● WORK INSTRUCTION: When you reach the line that contains "Where can the blood" in the data below, start reproducing lines exactly, and stop after the line that contains "Where can the wooden".

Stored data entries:
Start of Block
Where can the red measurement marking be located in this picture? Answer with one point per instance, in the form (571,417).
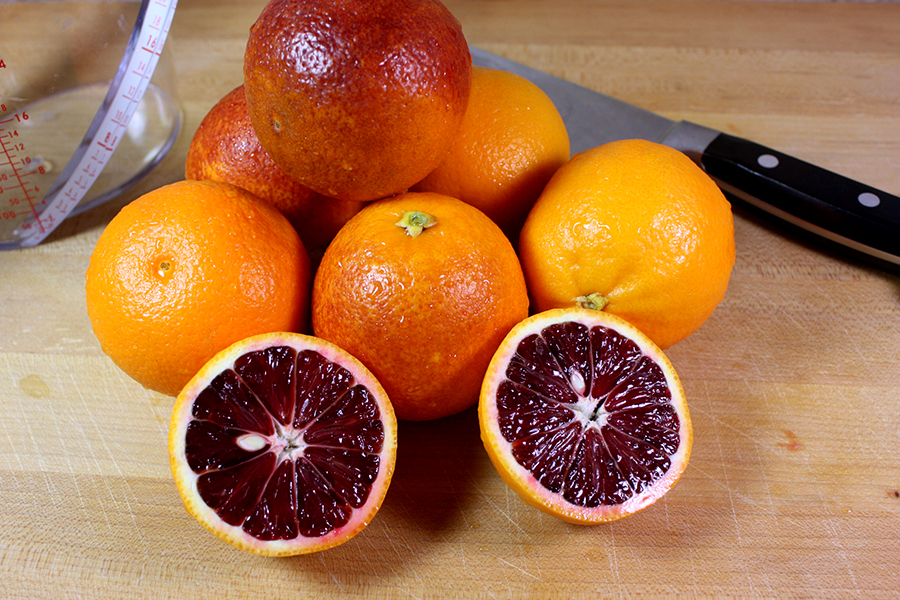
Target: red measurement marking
(19,176)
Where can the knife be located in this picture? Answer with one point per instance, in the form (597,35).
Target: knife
(834,208)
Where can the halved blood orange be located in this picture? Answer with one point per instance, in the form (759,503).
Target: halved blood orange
(283,444)
(583,416)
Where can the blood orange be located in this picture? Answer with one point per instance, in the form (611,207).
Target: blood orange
(583,416)
(283,444)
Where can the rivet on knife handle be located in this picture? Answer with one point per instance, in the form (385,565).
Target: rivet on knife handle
(822,202)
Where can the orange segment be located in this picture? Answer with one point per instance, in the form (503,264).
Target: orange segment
(584,417)
(283,444)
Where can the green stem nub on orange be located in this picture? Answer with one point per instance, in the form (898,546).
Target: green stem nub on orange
(593,301)
(414,222)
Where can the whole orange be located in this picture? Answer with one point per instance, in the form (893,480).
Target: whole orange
(421,288)
(636,229)
(188,269)
(225,148)
(511,141)
(357,100)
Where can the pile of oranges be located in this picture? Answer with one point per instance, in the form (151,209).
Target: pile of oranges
(368,186)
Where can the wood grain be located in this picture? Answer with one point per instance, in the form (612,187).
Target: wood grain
(793,489)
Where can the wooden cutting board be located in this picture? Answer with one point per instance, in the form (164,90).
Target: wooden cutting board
(793,489)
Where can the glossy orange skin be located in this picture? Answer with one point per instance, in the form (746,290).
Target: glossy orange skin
End of Block
● COMPLETED EXERCISE:
Where can the blood orange be located in this picture? Answer with one point per instance, in the form (611,207).
Target: blood orange
(583,416)
(283,444)
Where can the rivet on knife handle be located in this picture? Answer with one point per instance, in the form (385,565).
Target: rivet on knife handle
(822,202)
Where can the orange segment be located in this picture? Answer with one point per instance, in the form (503,264).
Target: orange segment
(584,417)
(283,444)
Where can the green stem nub on orange be located in this picture? Answer with one point per instance, in the form (898,546).
Target: green stem nub on orange
(593,301)
(414,222)
Where can the whole orange be located in this picture? Answer with one point per instance, in the form (893,480).
Target: whole orange
(421,288)
(636,229)
(188,269)
(225,148)
(511,141)
(357,100)
Where can the pile of oranges be located in this picture? Answer with one point per instance, in the form (151,209).
Target: pile of oranges
(368,186)
Where can the wood grain be located in this picture? Answer with one point per instance, in the form (612,187).
Target: wood grain
(793,489)
Where can the wooden cutting board be located in this picture? Answer with one point per instance, in the form (164,90).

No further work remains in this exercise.